Arrange every line of the records below as a numbered list, omitting any blank lines.

Stored records:
┄┄┄┄┄┄
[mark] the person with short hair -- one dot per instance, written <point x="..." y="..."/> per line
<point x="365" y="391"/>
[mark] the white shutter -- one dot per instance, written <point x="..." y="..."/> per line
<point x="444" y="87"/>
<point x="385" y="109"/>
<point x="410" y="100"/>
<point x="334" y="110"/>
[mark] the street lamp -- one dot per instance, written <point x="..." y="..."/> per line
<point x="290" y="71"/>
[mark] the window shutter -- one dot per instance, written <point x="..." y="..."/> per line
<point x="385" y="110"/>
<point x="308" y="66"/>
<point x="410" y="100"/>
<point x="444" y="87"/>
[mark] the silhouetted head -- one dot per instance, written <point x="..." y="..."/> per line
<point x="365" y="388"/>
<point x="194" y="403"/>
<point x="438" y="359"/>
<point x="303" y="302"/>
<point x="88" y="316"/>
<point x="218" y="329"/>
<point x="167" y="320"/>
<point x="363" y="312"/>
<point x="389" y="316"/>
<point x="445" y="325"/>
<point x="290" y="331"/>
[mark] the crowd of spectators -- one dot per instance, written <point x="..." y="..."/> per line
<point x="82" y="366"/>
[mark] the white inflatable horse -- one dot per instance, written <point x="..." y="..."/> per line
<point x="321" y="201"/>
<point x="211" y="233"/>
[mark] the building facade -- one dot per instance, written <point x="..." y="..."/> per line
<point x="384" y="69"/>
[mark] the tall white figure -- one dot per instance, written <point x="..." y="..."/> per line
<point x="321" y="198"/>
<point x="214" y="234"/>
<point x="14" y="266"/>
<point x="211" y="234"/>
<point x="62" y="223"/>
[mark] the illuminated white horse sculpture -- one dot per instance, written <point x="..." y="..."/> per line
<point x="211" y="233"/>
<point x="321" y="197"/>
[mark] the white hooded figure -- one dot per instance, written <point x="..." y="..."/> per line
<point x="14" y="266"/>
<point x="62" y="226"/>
┄┄┄┄┄┄
Worked answer:
1. [mark] the person with short hair -- one dot per instance, written <point x="..." y="..."/> per line
2. <point x="365" y="391"/>
3. [mark] the white shutter -- one dot per instance, written <point x="..." y="..."/> per line
4. <point x="444" y="87"/>
5. <point x="385" y="109"/>
6. <point x="410" y="100"/>
7. <point x="334" y="110"/>
8. [mark] the street lamp -- one dot per instance, written <point x="..." y="..."/> per line
9. <point x="290" y="71"/>
10. [mark] the window shutter -- one dot per instance, written <point x="..." y="..."/> per line
11. <point x="385" y="110"/>
12. <point x="308" y="66"/>
13. <point x="410" y="100"/>
14. <point x="444" y="87"/>
15. [mark] the silhouetted head -- one dot per instance, written <point x="..." y="..."/> per line
16. <point x="365" y="388"/>
17. <point x="194" y="403"/>
18. <point x="438" y="359"/>
19. <point x="303" y="302"/>
20. <point x="88" y="316"/>
21. <point x="218" y="329"/>
22. <point x="167" y="320"/>
23. <point x="363" y="312"/>
24. <point x="389" y="316"/>
25. <point x="445" y="325"/>
26. <point x="290" y="331"/>
27. [mark] the crowd of spectators -- one dot per instance, written <point x="..." y="..."/> per line
28. <point x="82" y="366"/>
29. [mark] the white inflatable horse -- one dot per instance, written <point x="..." y="..."/> per line
30. <point x="321" y="201"/>
31. <point x="211" y="233"/>
32. [mark] the building facade -- one dot per instance, written <point x="..." y="..."/> per line
33. <point x="384" y="69"/>
34. [mark] the tall white figure -- one dot per instance, written <point x="..." y="..."/> per line
35. <point x="321" y="198"/>
36. <point x="214" y="234"/>
37. <point x="14" y="266"/>
38. <point x="211" y="234"/>
39. <point x="62" y="223"/>
40. [mark] the illuminated white horse sculpture -- one dot per instance, written <point x="..." y="..."/> per line
41. <point x="211" y="233"/>
42. <point x="321" y="197"/>
43. [mark] the white hooded figure -- one dot per instance, written <point x="..." y="..."/> per line
44. <point x="14" y="266"/>
45. <point x="62" y="226"/>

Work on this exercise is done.